Description of the task:
Copy the material from its first line through the line containing "rough mask: <svg", substituting "points" for every "clicks" and leaving everything else as it is.

Supplied records:
------------------------------
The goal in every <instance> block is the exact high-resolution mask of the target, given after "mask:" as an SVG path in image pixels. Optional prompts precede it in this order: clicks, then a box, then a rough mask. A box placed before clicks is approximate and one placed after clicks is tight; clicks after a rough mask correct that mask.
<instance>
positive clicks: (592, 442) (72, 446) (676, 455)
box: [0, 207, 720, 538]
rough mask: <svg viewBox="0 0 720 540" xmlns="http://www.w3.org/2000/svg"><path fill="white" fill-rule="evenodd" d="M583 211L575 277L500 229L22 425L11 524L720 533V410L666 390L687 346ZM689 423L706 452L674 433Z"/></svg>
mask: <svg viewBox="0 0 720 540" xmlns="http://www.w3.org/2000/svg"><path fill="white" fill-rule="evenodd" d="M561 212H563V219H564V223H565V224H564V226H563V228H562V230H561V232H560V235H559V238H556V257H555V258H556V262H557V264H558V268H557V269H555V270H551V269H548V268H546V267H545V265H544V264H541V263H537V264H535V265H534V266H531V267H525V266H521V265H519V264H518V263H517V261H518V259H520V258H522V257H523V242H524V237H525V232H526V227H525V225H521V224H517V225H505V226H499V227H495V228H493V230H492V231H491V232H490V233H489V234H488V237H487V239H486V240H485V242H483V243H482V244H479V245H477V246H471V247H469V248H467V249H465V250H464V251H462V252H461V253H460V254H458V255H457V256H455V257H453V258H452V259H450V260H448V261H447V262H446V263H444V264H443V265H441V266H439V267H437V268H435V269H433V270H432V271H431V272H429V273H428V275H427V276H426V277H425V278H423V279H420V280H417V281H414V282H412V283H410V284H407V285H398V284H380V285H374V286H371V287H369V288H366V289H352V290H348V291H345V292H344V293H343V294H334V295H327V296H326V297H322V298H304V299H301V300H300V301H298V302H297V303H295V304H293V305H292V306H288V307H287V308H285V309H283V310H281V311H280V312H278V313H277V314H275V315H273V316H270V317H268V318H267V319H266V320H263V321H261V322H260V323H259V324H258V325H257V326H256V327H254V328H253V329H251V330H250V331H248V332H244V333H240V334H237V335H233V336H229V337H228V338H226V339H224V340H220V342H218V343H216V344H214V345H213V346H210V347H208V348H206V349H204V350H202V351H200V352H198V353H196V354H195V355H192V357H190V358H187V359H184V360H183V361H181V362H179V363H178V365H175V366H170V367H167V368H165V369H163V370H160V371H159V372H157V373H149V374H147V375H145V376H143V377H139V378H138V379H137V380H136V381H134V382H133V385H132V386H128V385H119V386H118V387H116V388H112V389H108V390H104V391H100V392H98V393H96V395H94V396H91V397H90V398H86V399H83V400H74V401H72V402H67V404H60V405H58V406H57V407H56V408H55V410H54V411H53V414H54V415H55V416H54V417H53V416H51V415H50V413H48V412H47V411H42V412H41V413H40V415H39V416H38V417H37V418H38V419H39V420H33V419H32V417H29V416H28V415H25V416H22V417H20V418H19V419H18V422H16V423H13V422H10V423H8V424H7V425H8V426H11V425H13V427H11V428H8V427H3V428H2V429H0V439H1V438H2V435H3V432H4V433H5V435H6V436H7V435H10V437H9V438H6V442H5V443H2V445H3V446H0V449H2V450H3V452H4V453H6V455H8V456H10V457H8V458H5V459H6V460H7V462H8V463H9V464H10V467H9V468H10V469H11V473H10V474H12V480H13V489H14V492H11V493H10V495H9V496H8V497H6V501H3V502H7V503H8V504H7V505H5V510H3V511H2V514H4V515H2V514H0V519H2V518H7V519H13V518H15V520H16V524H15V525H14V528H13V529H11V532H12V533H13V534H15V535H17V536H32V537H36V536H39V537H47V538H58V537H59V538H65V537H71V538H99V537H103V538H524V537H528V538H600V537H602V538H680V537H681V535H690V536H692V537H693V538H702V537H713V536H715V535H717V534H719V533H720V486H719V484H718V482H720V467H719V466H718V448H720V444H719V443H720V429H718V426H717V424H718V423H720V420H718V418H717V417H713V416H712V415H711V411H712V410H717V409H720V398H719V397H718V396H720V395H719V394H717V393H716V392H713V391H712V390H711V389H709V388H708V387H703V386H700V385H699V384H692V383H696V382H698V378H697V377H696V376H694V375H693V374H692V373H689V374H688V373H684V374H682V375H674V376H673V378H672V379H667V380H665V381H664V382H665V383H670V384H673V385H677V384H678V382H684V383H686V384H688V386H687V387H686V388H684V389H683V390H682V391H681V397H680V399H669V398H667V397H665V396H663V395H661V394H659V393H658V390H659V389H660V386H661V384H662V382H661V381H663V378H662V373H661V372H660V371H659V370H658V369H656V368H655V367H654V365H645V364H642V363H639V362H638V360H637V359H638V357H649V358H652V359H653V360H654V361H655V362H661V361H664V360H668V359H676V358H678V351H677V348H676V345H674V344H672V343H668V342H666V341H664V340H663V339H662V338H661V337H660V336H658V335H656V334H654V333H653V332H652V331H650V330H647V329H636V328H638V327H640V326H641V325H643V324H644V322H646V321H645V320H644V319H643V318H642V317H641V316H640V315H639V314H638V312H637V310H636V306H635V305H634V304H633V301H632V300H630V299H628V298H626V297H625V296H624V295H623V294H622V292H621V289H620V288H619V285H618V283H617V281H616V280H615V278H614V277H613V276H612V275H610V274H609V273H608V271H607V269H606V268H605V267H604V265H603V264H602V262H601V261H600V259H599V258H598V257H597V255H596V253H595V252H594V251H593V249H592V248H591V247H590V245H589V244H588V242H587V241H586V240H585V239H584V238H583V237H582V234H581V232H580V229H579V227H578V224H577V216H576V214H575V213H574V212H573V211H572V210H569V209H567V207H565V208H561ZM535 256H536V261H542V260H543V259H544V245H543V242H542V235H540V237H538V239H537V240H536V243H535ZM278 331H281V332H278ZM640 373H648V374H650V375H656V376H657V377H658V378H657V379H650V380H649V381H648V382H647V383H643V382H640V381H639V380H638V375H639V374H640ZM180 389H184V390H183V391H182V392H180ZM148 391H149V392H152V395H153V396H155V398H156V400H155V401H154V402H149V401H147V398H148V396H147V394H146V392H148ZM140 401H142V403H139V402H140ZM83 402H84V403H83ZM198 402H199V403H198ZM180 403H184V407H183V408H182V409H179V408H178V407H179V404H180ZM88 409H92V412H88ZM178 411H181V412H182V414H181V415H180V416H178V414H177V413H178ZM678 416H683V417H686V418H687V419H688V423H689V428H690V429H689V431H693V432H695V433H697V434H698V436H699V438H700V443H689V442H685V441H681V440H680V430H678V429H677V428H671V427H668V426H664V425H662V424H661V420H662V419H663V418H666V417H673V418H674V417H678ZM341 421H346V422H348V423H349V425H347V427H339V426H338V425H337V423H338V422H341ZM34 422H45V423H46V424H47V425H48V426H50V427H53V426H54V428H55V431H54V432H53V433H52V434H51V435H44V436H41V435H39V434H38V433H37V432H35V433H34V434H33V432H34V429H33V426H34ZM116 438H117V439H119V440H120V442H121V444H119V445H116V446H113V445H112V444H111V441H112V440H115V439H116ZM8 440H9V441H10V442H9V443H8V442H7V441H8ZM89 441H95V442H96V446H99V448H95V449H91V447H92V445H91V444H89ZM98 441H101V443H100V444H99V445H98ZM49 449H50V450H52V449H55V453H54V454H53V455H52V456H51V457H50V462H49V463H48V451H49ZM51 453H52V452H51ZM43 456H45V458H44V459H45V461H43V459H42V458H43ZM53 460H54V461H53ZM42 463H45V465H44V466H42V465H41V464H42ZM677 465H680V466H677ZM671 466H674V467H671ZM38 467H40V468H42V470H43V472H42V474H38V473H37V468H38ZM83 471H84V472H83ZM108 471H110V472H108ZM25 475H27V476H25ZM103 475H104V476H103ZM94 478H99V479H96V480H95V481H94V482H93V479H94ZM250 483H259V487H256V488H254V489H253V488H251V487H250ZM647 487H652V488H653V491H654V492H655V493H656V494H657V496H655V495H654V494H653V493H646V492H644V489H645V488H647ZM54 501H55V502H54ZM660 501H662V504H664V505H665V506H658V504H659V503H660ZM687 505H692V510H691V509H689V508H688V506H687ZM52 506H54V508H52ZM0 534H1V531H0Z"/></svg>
------------------------------
Response area:
The goal in every <instance> block is the exact high-resolution mask of the target, given after "mask:" as an SVG path in image pixels. Optional prompts precede it in this order: points, then a box, then a rough mask. A box placed before points is approximate and one placed after points is tight; points after a rough mask correct that mask.
<instance>
positive points: (592, 442) (72, 446) (676, 455)
box: [0, 207, 720, 538]
rough mask: <svg viewBox="0 0 720 540" xmlns="http://www.w3.org/2000/svg"><path fill="white" fill-rule="evenodd" d="M583 211L575 277L500 229L22 425L11 524L720 533V410L666 390L687 346ZM689 423L706 452L674 433Z"/></svg>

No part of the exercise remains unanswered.